## begin Exercise inputs
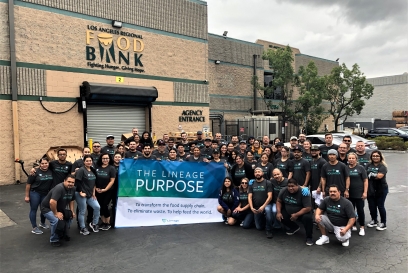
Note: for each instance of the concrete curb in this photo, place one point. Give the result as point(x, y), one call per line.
point(393, 151)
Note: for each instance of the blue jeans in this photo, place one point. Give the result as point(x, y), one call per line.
point(53, 225)
point(276, 224)
point(378, 202)
point(35, 201)
point(261, 218)
point(82, 202)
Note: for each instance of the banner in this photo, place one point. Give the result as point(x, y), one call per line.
point(153, 193)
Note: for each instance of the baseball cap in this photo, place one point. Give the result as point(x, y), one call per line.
point(332, 152)
point(298, 148)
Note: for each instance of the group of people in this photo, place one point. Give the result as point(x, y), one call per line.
point(276, 194)
point(265, 182)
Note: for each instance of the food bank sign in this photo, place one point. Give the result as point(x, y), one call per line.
point(114, 49)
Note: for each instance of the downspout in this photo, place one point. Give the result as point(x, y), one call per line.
point(14, 91)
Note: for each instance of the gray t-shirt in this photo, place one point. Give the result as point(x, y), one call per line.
point(339, 212)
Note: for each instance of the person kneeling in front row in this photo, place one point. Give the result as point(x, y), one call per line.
point(292, 205)
point(339, 217)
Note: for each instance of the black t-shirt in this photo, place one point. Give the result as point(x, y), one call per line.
point(300, 168)
point(324, 149)
point(41, 181)
point(130, 154)
point(357, 176)
point(77, 164)
point(60, 194)
point(284, 166)
point(243, 198)
point(259, 192)
point(60, 171)
point(277, 187)
point(315, 172)
point(339, 212)
point(294, 202)
point(85, 181)
point(364, 159)
point(103, 176)
point(110, 150)
point(267, 169)
point(335, 174)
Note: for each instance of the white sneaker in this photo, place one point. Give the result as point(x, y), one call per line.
point(323, 240)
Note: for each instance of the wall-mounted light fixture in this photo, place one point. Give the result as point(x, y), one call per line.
point(117, 24)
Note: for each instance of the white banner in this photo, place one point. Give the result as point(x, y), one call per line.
point(160, 211)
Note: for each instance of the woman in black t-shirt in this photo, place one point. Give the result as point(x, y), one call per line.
point(242, 213)
point(228, 200)
point(37, 188)
point(105, 178)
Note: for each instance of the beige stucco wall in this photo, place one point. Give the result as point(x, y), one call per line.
point(4, 37)
point(61, 40)
point(165, 119)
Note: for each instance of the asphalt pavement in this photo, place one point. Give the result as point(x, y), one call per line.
point(206, 247)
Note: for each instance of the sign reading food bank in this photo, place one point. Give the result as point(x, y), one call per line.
point(114, 49)
point(153, 193)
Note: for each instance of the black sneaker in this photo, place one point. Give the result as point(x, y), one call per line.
point(56, 244)
point(94, 228)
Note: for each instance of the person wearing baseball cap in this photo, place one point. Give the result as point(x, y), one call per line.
point(334, 172)
point(110, 145)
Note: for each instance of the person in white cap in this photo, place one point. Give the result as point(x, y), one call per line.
point(334, 172)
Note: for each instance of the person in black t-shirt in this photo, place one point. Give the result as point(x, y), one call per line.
point(53, 207)
point(259, 199)
point(37, 188)
point(243, 213)
point(228, 200)
point(335, 214)
point(291, 206)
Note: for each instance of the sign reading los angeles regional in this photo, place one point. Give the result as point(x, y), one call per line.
point(114, 49)
point(153, 193)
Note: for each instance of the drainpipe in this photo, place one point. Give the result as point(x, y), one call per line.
point(14, 92)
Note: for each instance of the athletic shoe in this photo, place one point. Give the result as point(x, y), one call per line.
point(373, 223)
point(105, 226)
point(323, 240)
point(84, 231)
point(291, 232)
point(36, 231)
point(41, 225)
point(381, 226)
point(94, 228)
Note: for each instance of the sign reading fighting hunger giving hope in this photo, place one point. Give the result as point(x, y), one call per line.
point(153, 193)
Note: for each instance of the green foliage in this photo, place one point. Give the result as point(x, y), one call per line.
point(391, 143)
point(308, 106)
point(346, 90)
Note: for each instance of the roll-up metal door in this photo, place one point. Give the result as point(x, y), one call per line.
point(104, 120)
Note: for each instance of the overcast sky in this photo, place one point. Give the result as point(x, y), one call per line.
point(371, 33)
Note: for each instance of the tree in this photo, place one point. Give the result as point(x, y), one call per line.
point(283, 79)
point(311, 90)
point(346, 90)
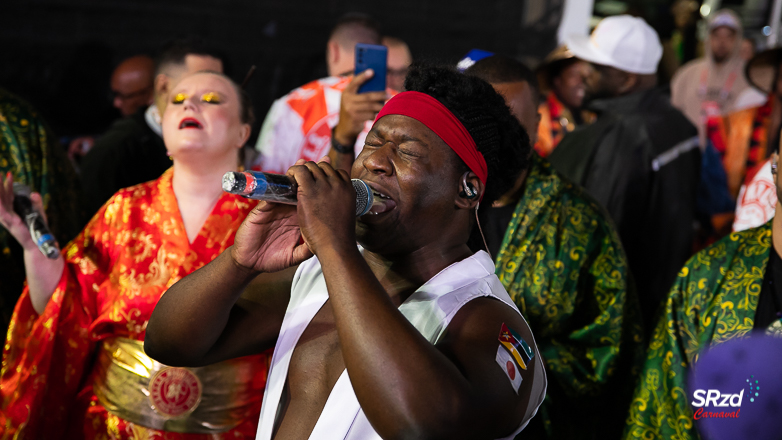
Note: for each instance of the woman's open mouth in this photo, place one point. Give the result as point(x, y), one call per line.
point(190, 123)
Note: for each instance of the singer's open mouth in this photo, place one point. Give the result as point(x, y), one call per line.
point(190, 123)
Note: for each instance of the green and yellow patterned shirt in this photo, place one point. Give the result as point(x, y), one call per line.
point(713, 300)
point(563, 264)
point(34, 157)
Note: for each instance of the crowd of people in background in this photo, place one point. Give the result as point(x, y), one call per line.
point(636, 230)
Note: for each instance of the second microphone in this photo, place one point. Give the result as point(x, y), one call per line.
point(282, 189)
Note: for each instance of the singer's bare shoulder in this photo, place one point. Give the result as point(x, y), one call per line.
point(274, 286)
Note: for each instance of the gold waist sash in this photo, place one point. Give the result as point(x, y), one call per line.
point(203, 400)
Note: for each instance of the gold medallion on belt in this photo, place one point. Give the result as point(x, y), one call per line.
point(203, 400)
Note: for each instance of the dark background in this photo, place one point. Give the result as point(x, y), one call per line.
point(59, 54)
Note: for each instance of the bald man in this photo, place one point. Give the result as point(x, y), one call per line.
point(299, 125)
point(399, 60)
point(132, 84)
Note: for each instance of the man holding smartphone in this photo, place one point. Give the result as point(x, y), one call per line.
point(299, 125)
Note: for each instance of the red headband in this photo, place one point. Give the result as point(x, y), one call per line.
point(442, 122)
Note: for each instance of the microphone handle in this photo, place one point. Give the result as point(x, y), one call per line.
point(279, 188)
point(39, 230)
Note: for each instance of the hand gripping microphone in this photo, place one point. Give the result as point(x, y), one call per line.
point(282, 189)
point(39, 230)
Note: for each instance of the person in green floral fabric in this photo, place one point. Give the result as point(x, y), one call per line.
point(29, 151)
point(562, 262)
point(723, 292)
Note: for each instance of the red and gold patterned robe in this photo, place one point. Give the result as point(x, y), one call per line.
point(116, 271)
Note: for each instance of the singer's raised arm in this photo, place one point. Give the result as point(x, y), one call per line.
point(234, 305)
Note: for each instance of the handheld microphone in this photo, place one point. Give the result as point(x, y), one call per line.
point(39, 230)
point(282, 189)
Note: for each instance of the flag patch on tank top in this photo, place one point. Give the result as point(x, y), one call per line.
point(511, 369)
point(516, 346)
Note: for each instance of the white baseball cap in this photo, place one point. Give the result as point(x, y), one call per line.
point(624, 42)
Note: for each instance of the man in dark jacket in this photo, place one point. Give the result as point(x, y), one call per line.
point(641, 159)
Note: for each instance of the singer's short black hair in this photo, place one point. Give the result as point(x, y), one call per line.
point(500, 138)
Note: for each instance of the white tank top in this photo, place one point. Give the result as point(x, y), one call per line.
point(429, 309)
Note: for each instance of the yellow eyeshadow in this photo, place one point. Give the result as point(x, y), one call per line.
point(179, 98)
point(211, 97)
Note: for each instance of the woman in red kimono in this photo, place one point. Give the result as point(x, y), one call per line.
point(73, 364)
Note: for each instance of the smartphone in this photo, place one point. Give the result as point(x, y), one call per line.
## end Exercise inputs
- **What this task involves**
Nothing in the entries should change as you copy them, except that the pictures are left out.

- **Exercise answer**
Note: for each instance of the concrete curb in this photo, place one point. Give the result as point(x, y), one call per line.
point(393, 151)
Note: for each instance of the blue jeans in this photo, place one point. Give the result as point(x, y), one call per line.
point(53, 225)
point(276, 224)
point(378, 202)
point(35, 201)
point(261, 218)
point(82, 202)
Note: for each instance of the banner in this photo, place one point. Give the result as point(x, y), one call per line.
point(153, 193)
Note: for each instance of the baseball cap in this photo, place one point. Give the result as point(x, y), one call per line.
point(332, 152)
point(298, 148)
Note: for each instance of the group of people in this photo, place one point. Give the result as point(x, y), one call per line.
point(276, 194)
point(265, 182)
Note: for each instance of the food bank sign in this photo, place one point. Give the result as point(x, y), one call per line.
point(114, 49)
Note: for each instance of the downspout in this photo, place one point. Give the result as point(x, y), one call per line.
point(14, 91)
Note: for each instance of the gray t-shirt in this photo, place one point. Give the result as point(x, y), one call per line.
point(339, 212)
Note: for each instance of the person kneeling in front row in this photo, place one point. Give the result as point(x, y), one call per line.
point(292, 205)
point(339, 217)
Note: for each instance of the black t-shirt in this photo, place one point. Give the result as point(x, y), one call per line.
point(300, 168)
point(324, 149)
point(41, 181)
point(130, 154)
point(357, 176)
point(77, 164)
point(60, 194)
point(284, 166)
point(243, 198)
point(259, 192)
point(60, 171)
point(277, 187)
point(315, 172)
point(339, 212)
point(294, 202)
point(85, 181)
point(364, 159)
point(103, 176)
point(110, 150)
point(267, 169)
point(335, 174)
Note: for each instance of the white sneaker in this photo, place one point. Give the result as point(x, y), one call per line.
point(323, 240)
Note: for each instance of the wall-mounted light fixture in this photo, place one point. Give the result as point(x, y), one call per line.
point(117, 24)
Note: for each instance of the white banner in this photo, place one point. Give the result as point(x, y), one call per line.
point(160, 211)
Note: for each instance of the woman in black t-shirt in this photo, place one point. Give the result as point(x, y), one call per line.
point(242, 213)
point(228, 200)
point(37, 188)
point(105, 178)
Note: for each instance of the beige stucco wall in this photo, place one point. Give the result as point(x, y), one call per line.
point(4, 37)
point(61, 40)
point(165, 119)
Note: for each instance of the asphalt pavement in this photo, place one point. Give the result as point(x, y), one call per line.
point(206, 247)
Note: for each instance of the sign reading food bank in this photo, place one point. Give the result as point(x, y), one call per line.
point(114, 49)
point(153, 193)
Note: for each instance of the black sneaker in this photo, place one point. Give the result as point(x, y), one call per line.
point(56, 244)
point(94, 228)
Note: for each instance of the person wearing baseball cap in this photo, place one point. Give the result as point(x, y), one call per line.
point(334, 172)
point(110, 145)
Note: for each instance of the person in white cap in this photo, place one point. Give the result as point(x, y), one call per line.
point(334, 172)
Note: for each instance of the person in black t-shirt in this photo, place one point. Give the result as point(x, y), one call per line.
point(53, 207)
point(259, 199)
point(37, 188)
point(243, 213)
point(228, 200)
point(335, 214)
point(291, 206)
Note: for each instance of the sign reading los angeles regional in this photo, place one point. Give the result as point(x, y), one call per line.
point(114, 49)
point(153, 193)
Note: for each instance of the drainpipe in this photo, place one point. Give the result as point(x, y), one call per line.
point(14, 92)
Note: for each instance of the athletic shoe in this photo, place one point. Give the result as point(x, y), one call per line.
point(373, 223)
point(105, 226)
point(323, 240)
point(84, 231)
point(291, 232)
point(36, 231)
point(41, 225)
point(381, 226)
point(94, 228)
Note: for each instance of the sign reading fighting hunger giving hope in this photo, place one point. Give the result as point(x, y), one call per line.
point(153, 193)
Note: for each instance of the green foliage in this photo, place one point. Give the result as point(x, y), one call per line.
point(391, 143)
point(308, 106)
point(346, 90)
Note: for each instance of the roll-up metal door in this photo, place one point. Give the result as point(x, y), one call per line.
point(104, 120)
Note: for each instance of the overcast sky in this photo, place one point. Give the result as point(x, y), one call per line.
point(371, 33)
Note: for each instance of the tree in this photo, place one point. Give the result as point(x, y), one call per line.
point(283, 79)
point(311, 90)
point(346, 90)
Note: for each instance of the woman's open mouth in this photo, place one point. Give the result as point(x, y), one call per line.
point(190, 123)
Note: for each instance of the singer's open mouth in this photo, place one point. Give the result as point(x, y), one call per line.
point(190, 123)
Note: for each instance of the green and yellow patterned shirt in this photo, place one point. Give the result as point(x, y), one call per line.
point(713, 300)
point(563, 264)
point(34, 157)
Note: for each instance of the crowd of people in background in this photo, place one point. Give the result as point(x, y), one call per line.
point(636, 230)
Note: for each instance of the second microphone in this photo, place one point. Give the result as point(x, y), one call per line.
point(282, 189)
Note: for each instance of the singer's bare shoulder in this photo, place one point. Give the result as point(x, y), one call per line.
point(274, 286)
Note: for each instance of the gold waist sash in this photo, place one point. Give the result as point(x, y), one call per line.
point(203, 400)
Note: for each instance of the gold medallion on belt in this photo, place one point. Give the result as point(x, y), one call per line.
point(203, 400)
Note: for each instance of the dark background in this photo, place one point. Give the result as point(x, y), one call per line.
point(59, 54)
Note: for each instance of the bald man in this photo, place one point. Give the result as point(x, y), one call per line.
point(299, 125)
point(399, 60)
point(132, 84)
Note: for each instance of the man holding smartphone in this photo, place one point. Give the result as point(x, y), one call per line.
point(299, 125)
Note: for each instance of the red headband in this photo, place one point. Give the result as point(x, y), one call per line.
point(442, 122)
Note: for each instance of the microphone handle in this photo, place one point. Give the result as point(x, y), one call per line.
point(279, 188)
point(39, 230)
Note: for each instance of the hand gripping microphone in this photo, place one point. Give the result as point(x, y), one call per line.
point(282, 189)
point(39, 230)
Note: for each instance of the person in green floral fabric in this photo, place one point. Give the result as point(x, y), one call per line.
point(29, 151)
point(562, 262)
point(723, 292)
Note: for each instance of the red and gold patterned robe in this photo, place one point. Give the result as point(x, y), one call per line.
point(116, 271)
Note: for each instance of the singer's raised arm in this photo, place one point. Give the result as point(x, y), one call per line.
point(234, 305)
Note: for each instance of the handheld microphone in this photo, place one point. Give the result as point(x, y), one call per line.
point(39, 230)
point(282, 189)
Note: for each instance of the flag patch on tank top in this photo, place one point. Give the result as point(x, y), one call per line.
point(511, 369)
point(516, 346)
Note: for each instance of the white baseball cap in this photo, place one point. Give the result as point(x, y), one call per line.
point(624, 42)
Note: for each instance of the man in dark jacket in this photo, place one point. Give the result as point(x, y), one call per line.
point(641, 159)
Note: for each instance of the singer's short black hair in this photo, place one point. Give the result as point(x, y), one call per line.
point(500, 138)
Note: for each instance of the white tank top in this photo, place one point. Give the result as point(x, y), one call per line.
point(429, 309)
Note: for each instance of the yellow eyeshadow in this photo, place one point. Give the result as point(x, y), one call per line.
point(179, 98)
point(211, 97)
Note: for each instance of the woman in red kimono in this photo, place one point. Give the result as point(x, y), one call per line.
point(73, 364)
Note: for each instance of the smartphone in this photo, place one point. Give the result as point(x, y), one call per line.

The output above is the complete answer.